**Brief**
Below are the entries; return exactly the line with "Category: masonry wall" and every later line, without anything else.

::: Record set

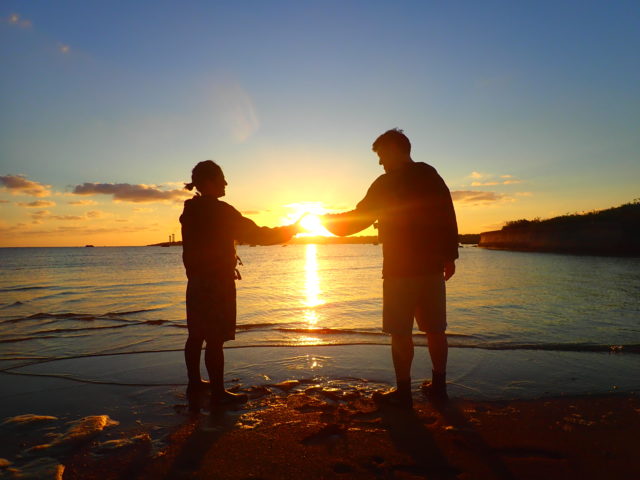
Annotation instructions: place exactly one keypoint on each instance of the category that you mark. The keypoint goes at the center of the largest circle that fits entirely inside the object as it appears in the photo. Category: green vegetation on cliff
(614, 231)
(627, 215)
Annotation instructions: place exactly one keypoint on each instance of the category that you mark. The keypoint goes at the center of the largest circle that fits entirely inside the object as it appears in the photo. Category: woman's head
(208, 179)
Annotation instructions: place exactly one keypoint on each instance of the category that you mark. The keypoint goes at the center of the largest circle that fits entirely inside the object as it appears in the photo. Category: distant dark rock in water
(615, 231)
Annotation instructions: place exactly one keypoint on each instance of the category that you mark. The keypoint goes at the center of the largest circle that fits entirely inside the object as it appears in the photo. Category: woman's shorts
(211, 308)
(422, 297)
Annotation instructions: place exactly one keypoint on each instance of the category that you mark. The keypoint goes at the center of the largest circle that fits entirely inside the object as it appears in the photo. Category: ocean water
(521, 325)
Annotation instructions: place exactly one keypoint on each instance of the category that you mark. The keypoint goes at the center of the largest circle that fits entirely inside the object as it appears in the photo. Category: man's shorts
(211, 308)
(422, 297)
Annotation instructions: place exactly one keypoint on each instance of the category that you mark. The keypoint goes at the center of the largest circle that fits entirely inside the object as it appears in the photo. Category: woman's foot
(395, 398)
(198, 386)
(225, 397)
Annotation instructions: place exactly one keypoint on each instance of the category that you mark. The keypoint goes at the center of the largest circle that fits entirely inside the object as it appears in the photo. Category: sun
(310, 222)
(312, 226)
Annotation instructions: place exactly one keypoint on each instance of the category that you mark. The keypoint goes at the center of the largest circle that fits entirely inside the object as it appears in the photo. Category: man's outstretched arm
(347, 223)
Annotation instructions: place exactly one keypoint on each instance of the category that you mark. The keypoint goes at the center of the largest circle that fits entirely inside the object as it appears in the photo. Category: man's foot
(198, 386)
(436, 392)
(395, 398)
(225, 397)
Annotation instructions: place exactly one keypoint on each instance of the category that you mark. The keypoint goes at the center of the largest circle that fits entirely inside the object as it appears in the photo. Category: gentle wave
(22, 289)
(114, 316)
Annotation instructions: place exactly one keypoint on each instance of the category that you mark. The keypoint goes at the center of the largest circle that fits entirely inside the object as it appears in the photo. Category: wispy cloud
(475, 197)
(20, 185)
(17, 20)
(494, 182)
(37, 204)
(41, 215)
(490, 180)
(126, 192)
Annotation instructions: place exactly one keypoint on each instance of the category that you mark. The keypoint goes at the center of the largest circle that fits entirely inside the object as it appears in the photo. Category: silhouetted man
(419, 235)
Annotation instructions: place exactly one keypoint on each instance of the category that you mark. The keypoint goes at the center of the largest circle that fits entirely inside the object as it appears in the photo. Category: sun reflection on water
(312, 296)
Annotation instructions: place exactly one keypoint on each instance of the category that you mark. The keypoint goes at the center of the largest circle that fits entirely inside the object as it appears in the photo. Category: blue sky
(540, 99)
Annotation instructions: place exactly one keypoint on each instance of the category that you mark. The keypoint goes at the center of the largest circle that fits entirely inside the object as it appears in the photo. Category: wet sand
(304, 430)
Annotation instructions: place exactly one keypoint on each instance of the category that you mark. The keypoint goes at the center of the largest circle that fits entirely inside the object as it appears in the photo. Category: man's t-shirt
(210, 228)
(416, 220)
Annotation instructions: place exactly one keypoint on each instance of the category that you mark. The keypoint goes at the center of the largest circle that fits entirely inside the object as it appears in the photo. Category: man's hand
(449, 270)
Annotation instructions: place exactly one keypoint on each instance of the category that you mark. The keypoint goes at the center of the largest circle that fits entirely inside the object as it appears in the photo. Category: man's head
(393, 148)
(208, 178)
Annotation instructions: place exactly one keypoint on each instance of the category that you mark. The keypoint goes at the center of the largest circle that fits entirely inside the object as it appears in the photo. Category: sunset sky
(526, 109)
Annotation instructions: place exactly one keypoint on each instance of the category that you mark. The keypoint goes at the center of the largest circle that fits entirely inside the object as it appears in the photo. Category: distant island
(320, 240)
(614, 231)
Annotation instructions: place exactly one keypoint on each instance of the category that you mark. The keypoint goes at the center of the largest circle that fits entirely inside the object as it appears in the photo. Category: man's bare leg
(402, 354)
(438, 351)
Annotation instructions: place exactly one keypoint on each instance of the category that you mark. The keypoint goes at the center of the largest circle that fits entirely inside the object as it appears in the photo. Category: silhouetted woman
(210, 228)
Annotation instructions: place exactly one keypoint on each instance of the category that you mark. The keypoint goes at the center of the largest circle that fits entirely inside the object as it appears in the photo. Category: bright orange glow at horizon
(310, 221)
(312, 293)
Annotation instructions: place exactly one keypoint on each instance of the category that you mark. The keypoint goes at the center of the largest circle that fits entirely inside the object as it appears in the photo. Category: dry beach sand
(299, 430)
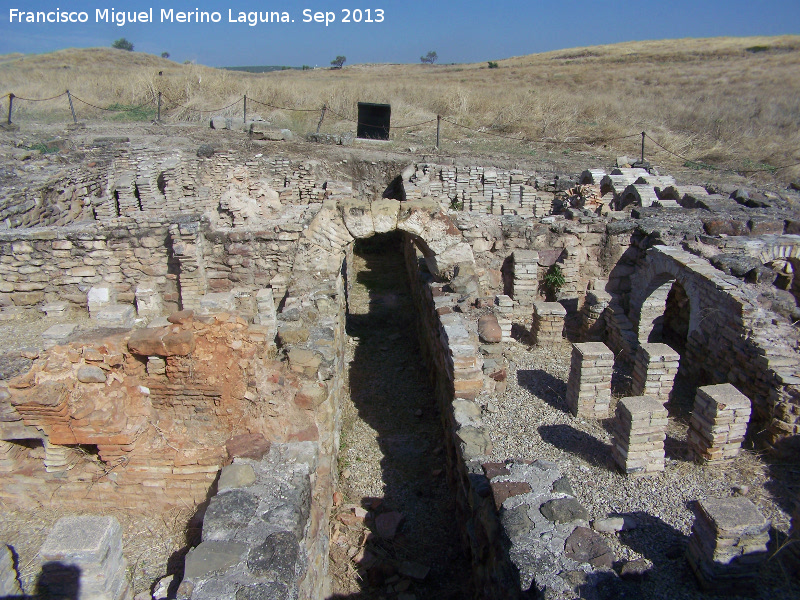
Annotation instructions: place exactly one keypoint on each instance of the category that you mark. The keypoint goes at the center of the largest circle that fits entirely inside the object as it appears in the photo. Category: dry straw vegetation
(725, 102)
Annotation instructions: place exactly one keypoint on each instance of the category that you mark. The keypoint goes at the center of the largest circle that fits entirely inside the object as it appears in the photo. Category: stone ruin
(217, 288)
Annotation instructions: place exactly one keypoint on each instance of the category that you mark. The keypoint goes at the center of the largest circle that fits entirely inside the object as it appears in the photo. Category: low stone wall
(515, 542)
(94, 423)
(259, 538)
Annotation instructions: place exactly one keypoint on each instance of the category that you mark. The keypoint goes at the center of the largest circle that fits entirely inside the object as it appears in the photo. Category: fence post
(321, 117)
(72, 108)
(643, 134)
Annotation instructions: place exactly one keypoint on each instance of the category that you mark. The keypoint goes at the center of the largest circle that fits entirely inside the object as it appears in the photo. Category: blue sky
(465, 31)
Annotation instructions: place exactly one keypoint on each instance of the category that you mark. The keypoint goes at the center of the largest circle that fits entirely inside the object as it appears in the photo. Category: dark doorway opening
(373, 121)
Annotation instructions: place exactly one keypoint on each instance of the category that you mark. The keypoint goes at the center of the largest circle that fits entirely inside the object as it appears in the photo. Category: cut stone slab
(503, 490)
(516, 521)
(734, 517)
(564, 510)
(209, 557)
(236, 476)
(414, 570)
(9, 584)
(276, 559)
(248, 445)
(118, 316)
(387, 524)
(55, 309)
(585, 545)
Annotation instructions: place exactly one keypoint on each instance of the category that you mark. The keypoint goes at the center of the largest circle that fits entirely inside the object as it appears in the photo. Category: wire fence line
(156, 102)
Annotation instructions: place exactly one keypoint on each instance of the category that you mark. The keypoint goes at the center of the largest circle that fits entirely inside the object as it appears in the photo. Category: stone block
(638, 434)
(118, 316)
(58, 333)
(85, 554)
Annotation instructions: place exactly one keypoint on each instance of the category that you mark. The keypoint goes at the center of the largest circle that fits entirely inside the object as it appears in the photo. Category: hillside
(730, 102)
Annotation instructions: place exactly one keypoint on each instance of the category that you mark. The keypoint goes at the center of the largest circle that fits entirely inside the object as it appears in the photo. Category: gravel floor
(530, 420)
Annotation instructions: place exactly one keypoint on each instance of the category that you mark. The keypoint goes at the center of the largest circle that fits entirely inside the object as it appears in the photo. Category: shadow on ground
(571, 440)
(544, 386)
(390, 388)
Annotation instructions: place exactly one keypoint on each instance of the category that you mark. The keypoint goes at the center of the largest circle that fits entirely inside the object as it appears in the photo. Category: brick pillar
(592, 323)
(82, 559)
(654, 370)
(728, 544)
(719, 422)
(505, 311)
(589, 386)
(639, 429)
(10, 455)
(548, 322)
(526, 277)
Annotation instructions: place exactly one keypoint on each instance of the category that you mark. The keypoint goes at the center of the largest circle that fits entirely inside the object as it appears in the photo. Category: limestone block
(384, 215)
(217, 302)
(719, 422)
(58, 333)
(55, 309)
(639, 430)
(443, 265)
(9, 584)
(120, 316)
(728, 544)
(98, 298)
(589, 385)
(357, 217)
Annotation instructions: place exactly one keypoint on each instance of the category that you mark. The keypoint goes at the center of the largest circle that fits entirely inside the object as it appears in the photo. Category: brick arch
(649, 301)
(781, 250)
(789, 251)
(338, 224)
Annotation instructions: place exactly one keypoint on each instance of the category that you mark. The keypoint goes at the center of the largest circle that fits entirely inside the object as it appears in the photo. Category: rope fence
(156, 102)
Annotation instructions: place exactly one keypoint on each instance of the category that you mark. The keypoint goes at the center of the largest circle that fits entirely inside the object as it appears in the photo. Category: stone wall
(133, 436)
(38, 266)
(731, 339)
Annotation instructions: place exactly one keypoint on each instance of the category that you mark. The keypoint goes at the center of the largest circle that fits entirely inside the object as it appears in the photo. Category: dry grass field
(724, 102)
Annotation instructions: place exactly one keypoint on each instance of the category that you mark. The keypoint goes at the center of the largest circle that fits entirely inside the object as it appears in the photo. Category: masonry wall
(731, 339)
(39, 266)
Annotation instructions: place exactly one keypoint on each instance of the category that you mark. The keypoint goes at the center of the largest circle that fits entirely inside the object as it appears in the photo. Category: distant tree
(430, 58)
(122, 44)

::::::

**Exercise output**
Annotation instructions: place exactly one keypoint on each instance of the category that you mark. The keypoint goes at the center of the largest circle that fits entirely inside the object as it appears in the photo. Category: masonry wall
(731, 339)
(39, 266)
Annotation instructions: place exactly one keypoint on each instance of the category that you mark. The keypoint goes at the center of the largest circle that fits entirely inside the object as it appears in the photo. Category: distant tree
(430, 58)
(122, 44)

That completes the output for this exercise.